==== Information given ====

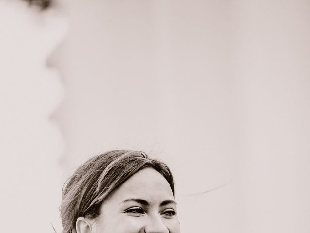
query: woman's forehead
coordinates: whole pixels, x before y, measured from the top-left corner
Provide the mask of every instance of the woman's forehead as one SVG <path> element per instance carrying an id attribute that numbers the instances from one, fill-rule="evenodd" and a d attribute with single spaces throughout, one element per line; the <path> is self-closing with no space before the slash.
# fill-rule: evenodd
<path id="1" fill-rule="evenodd" d="M 111 199 L 151 200 L 174 199 L 168 182 L 155 170 L 147 168 L 133 175 L 111 194 Z"/>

====

> _Required task_
Copy out the material with each "woman's forehead" changed to "woman's face" and everything else kept the same. Leave out the pictures.

> _Solved exercise_
query: woman's face
coordinates: whole pixels, x before y, measured from the top-left corner
Provide the mask of every instance of the woman's face as one SVG <path> element per instance carrying an id attribute that numbers the instances from one, fill-rule="evenodd" and a d attribute with single spaces throughout, one element per line; the <path> is self-closing with no space before the slash.
# fill-rule: evenodd
<path id="1" fill-rule="evenodd" d="M 111 199 L 151 200 L 174 199 L 168 182 L 155 170 L 147 168 L 133 175 L 111 194 Z"/>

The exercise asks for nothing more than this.